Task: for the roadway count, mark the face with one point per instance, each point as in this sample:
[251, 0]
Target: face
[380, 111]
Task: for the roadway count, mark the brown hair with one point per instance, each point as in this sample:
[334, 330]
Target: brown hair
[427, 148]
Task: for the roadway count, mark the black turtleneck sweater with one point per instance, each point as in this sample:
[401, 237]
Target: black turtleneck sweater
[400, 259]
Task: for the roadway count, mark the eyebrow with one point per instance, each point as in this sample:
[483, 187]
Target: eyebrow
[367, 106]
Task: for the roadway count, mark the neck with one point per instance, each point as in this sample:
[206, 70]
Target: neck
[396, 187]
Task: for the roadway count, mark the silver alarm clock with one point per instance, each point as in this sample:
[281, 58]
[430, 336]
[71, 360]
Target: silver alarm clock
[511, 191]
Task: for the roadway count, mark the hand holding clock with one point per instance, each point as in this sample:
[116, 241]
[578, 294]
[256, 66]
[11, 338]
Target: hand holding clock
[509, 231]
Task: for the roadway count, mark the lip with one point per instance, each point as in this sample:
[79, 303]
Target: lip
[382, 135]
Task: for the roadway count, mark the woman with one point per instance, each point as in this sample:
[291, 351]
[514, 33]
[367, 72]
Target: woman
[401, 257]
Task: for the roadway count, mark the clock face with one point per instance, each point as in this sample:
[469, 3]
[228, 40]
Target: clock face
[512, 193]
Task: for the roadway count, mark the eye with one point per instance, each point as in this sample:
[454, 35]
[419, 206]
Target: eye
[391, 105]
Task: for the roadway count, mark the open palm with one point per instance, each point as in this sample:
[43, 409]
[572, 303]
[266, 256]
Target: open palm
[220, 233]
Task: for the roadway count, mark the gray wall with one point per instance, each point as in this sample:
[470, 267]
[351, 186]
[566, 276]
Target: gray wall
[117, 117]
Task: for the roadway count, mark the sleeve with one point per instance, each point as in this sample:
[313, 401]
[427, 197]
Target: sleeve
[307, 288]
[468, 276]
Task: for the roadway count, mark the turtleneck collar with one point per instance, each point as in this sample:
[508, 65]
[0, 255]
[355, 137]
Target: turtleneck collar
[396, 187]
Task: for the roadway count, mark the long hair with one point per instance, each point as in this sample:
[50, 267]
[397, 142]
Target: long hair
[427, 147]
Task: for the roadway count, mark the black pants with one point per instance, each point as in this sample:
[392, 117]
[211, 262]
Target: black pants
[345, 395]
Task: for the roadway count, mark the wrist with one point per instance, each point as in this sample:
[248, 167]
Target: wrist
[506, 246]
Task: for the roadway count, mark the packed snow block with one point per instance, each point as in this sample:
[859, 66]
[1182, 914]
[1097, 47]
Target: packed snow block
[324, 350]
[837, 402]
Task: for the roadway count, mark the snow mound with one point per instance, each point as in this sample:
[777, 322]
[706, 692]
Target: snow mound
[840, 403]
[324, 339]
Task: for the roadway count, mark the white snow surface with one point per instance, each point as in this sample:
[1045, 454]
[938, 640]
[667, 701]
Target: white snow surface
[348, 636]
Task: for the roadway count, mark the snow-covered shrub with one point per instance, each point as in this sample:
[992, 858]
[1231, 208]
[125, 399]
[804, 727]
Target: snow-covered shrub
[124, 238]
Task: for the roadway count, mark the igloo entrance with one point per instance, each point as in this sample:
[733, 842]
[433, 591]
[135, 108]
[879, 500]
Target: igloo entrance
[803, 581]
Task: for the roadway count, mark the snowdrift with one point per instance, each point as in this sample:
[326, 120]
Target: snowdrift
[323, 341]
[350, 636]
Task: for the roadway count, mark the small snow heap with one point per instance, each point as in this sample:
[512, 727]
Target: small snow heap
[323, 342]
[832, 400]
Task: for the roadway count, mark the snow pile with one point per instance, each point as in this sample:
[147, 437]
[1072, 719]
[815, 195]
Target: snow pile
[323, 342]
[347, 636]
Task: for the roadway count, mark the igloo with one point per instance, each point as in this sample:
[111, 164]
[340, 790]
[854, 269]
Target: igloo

▸ DO THIS: Reproduce all of the records above line for line, changing nothing.

▸ SOLUTION TO THIS TASK:
Task: for the roadway count, mark the face with one point per instance, each point as in this sample:
[251, 0]
Target: face
[380, 111]
Task: for the roadway count, mark the brown hair with one point per instance, each point as in this sample:
[334, 330]
Target: brown hair
[427, 148]
Task: for the roadway count, mark the black turtleneck sweater with one point per instance, each point as in this sample:
[401, 237]
Target: black turtleneck sweater
[400, 259]
Task: for the roadway count, mark the eyebrow with one point per instance, each point as in this sample:
[483, 187]
Target: eyebrow
[367, 106]
Task: for the roadway count, mark the neck with one point per instance, each point as in this sample:
[206, 70]
Target: neck
[396, 187]
Task: for the roadway count, mark the silver alarm clock with one point per instance, each point as in this sample:
[281, 58]
[430, 336]
[71, 360]
Target: silver alarm clock
[511, 191]
Task: for the roadway count, mark the hand holding clock with one point per instance, each point as in this sample:
[116, 241]
[578, 294]
[256, 66]
[11, 338]
Target: hand holding clock
[509, 231]
Task: for the roadway count, mark the lip with one point per instance, each point as in this sample:
[79, 303]
Target: lip
[382, 135]
Task: for the roadway count, mark the woman with one point per instance, each point as in this sample:
[291, 351]
[514, 33]
[367, 72]
Target: woman
[401, 257]
Task: for the roadway count, mark the clock face with one point per instance, each point as in this sample:
[469, 3]
[228, 40]
Target: clock face
[512, 193]
Task: for the roadway count, mark the eye with one point per instance, each point as in this sample:
[454, 35]
[419, 206]
Target: eye
[391, 105]
Task: for the roadway count, mark the open palm with one point per instance, each point as in this sample:
[43, 409]
[572, 303]
[266, 256]
Target: open palm
[220, 233]
Task: for the roadway count, mark the gray wall with one point per instance, each point as in this sample:
[470, 267]
[351, 186]
[566, 276]
Target: gray wall
[117, 117]
Task: for the roadway count, mark the sleeve with one point per instance, each point as in this sample:
[313, 401]
[427, 197]
Target: sleeve
[307, 288]
[468, 276]
Task: for the roadway count, mark the turtleneck collar with one point per instance, each point as in this sample:
[508, 65]
[0, 255]
[355, 137]
Target: turtleneck collar
[396, 187]
Task: for the roadway count, mark the long hair with one point per instance, each point as in this sample:
[50, 267]
[397, 142]
Target: long hair
[427, 147]
Task: for the roadway count, mark the black pants with one point per instance, each point as in this sample:
[392, 117]
[211, 262]
Target: black pants
[345, 395]
Task: for the roadway count, mark the wrist with one point per instance, each point as in this sample:
[248, 167]
Target: wrist
[506, 246]
Task: for the roadway count, mark the packed snow block with one point per instance, each point as in this sample:
[859, 66]
[1182, 914]
[1097, 47]
Target: packed snow block
[324, 350]
[837, 402]
Task: for the roadway count, mark the snow mound with one point per instance, each point as in this sample:
[777, 322]
[706, 692]
Target: snow mound
[840, 403]
[324, 339]
Task: for the roadway count, mark the white snow surface with one point per instance, each point as in this sample:
[1045, 454]
[938, 640]
[667, 701]
Target: white snow surface
[348, 636]
Task: for the roadway count, mark the snow-covered shrub with one point per instance, each point as in this sample:
[992, 858]
[1231, 208]
[125, 399]
[804, 727]
Target: snow-covered shrub
[124, 238]
Task: for the roadway count, mark the igloo entrance with one point per instance, each point as in this sample:
[733, 842]
[433, 591]
[135, 108]
[879, 500]
Target: igloo entrance
[803, 581]
Task: for the roadway count, mark the snowdrift with one point per instance, each point as in this sample:
[326, 120]
Target: snowdrift
[323, 341]
[350, 636]
Task: for the roadway count, mark the small snow heap with one point per instance, each point as in this sample:
[512, 727]
Target: small snow heap
[323, 342]
[832, 400]
Task: for the roadway count, mark the snow pile with one point per instance, each point as in this sample:
[147, 437]
[1072, 719]
[815, 195]
Target: snow pile
[323, 342]
[347, 636]
Task: for the roadway count, mark the igloo with one point per instance, each point as in this sample:
[111, 164]
[340, 790]
[854, 269]
Target: igloo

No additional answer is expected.